_Kutipan Dokumen_
Shalat
Hukum Shalat Jumat Online Saat Pandemi Covid-19
Berikut penjelasan dan sikap Majelis Tarjih dan Tajdid Pimpinan Pusat Muhammadiyah.
Hal ini karena salah satu protokol kesehatan terkait pandemi Covid-19 adalah tidak boleh berkerumun atau mengumpulkan banyak orang di suatu tempat.
Jadi, ibadah Jumat online, selanjutnya cukup disebut shalat Jum‘at online, merupakan persoalan kekininan yang belum pernah dipraktikkan pada masa Nabi shallallahu ‘alaihi wassallam.
Shalat Jum‘at online ini termasuk persoalan ijtihādī, sehingga memunculkan ragam pendapat dalam memahaminya.
Dari uraian tentang hukum dan tata cara shalat Jum‘at di atas, dapat diketahui bahwa shalat Jum‘at yang dilakukan secara online ternyata mengandung beberapa problematika, di antaranya adalahL
Pertama: shalat Jum‘at adalah ibadah yang bersifat ta‘abbudī dan termasuk dalam kelompok ibadah yang khās (khusus) atau ma ah, sehingga perincian-perinciannya telah ditetapkan oleh nas al-Qur’an dan Sunah Rasulullah shallallahu ‘alaihi wassallam.
Oleh sebab itu dalam shalat Jum‘at tidak diperkenankan adanya kreasi selain apa yang telah dituntunkan. Meng-online-kan shalat Jum‘at termasuk kreasi yang sejatinya tidak diperkenankan.
Ini berbeda dengan akad nikah misalnya, yang merupakan bentuk ibadah muamalat, sehingga memungkinkan adanya kreasi seperti akad nikah dengan bahasa selain bahasa Arab, akad nikah melalui surat atau pun akad nikah secara online.
Kedua: shalat Jumat online tidak sesuai dengan tuntunan shalat Jumat, khususnya tentang kesatuan tempat secara hakiki (nyata), bukan virtual, ketersambungan jamaah, posisi imam dan makmum serta beberapa keutamaan shalat jamaah.

_Tindakan yang Diperlukan A_
Dalam teks tentang hukum shalat Jumat online, akad nikah digolongkan sebagai bentuk ibadah apa?
_Tindakan yang Diperlukan B_
Tuliskan kembali sebagian teks tentang hukum shalat Jumat online tanpa perubahan apa pun, dimulai dari kata-kata "Ini berbeda dengan" dan diakhiri setelah kata-kata "keutamaan shalat jamaah.".
_Tindakan yang Diperlukan C_
Teruskan teks tentang hukum shalat Jumat online saat pandemi Covid-19, dimulai sesudah kalimat terakhirnya.

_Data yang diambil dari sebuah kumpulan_

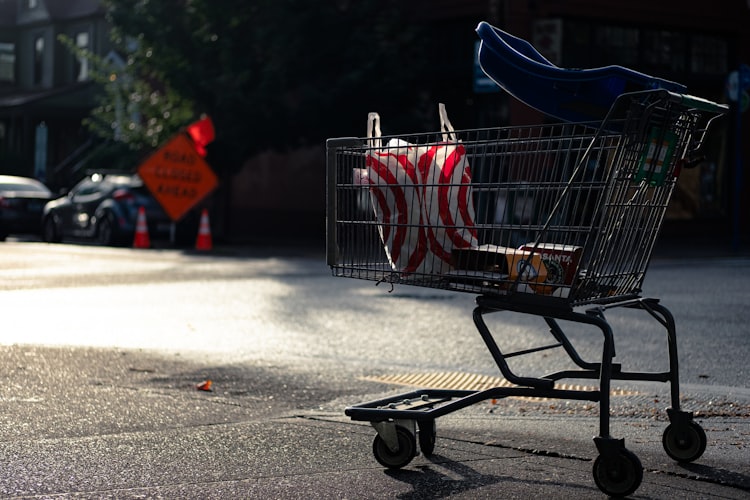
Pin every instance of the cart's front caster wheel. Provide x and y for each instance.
(427, 435)
(618, 475)
(684, 442)
(407, 449)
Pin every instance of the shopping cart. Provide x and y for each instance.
(560, 222)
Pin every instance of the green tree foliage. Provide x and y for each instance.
(136, 113)
(273, 74)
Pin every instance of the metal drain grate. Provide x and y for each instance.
(471, 382)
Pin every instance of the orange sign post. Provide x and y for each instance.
(177, 176)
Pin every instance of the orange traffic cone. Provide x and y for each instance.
(141, 239)
(203, 241)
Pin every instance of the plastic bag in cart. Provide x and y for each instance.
(422, 198)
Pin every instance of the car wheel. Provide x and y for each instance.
(50, 231)
(105, 231)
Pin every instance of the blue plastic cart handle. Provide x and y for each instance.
(568, 94)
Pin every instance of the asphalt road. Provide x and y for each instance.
(104, 348)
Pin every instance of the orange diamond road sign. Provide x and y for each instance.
(177, 176)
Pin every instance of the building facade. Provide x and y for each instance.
(45, 91)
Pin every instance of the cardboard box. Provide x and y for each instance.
(561, 262)
(510, 262)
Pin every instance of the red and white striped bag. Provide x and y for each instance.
(393, 179)
(422, 198)
(447, 204)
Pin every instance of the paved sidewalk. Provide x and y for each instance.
(83, 423)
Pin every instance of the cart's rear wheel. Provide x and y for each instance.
(618, 475)
(684, 442)
(427, 435)
(407, 449)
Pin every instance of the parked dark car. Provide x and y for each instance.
(104, 208)
(21, 202)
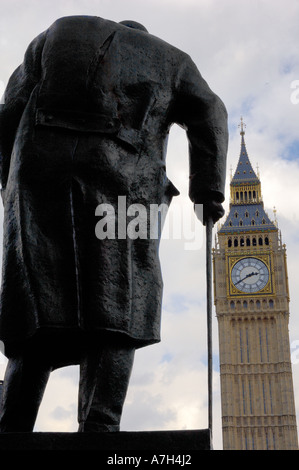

_Tanggapan A_
Akad nikah merupakan bentuk ibadah muamalat.

_Tanggapan B_
Ini berbeda dengan akad nikah misalnya, yang merupakan bentuk ibadah muamalat, sehingga memungkinkan adanya kreasi seperti akad nikah dengan bahasa selain bahasa Arab, akad nikah melalui surat atau pun akad nikah secara online.
Kedua: shalat Jumat online tidak sesuai dengan tuntunan shalat Jumat, khususnya tentang kesatuan tempat secara hakiki (nyata), bukan virtual, ketersambungan jamaah, posisi imam dan makmum serta beberapa keutamaan shalat jamaah.

_Tanggapan C_
Dalam shalat Jumat online, tentu kesatuan tempat secara hakiki (nyata) tidak tercapai, karena jamaah shalat Jum‘at online bisa berada di mana pun sesuai dengan keberadaan masing-masing jamaah.
Ketersambungan jamaah juga tidak bisa dicapai karena jamaah ada di berbilang tempat dan lokasi.
Demikian pula posisi imam dan makmum menjadi tidak jelas siapa yang di depan dan siapa yang di belakang serta tidak berlaku lagi ketentuan lurusnya shaf shalat.
Ketiga: rukhsah untuk ditinggalkannya shalat Jum‘at adalah diganti dengan shalat Zuhur.
Hal ini, selain memang sudah diterangkan dalam hadis Nabi shallallahu ‘alaihi wassallam pada penjelasan di atas, mengambil shalat Zuhur sebagai rukhsah juga sebagai jalan memilih hal yang lebih mudah.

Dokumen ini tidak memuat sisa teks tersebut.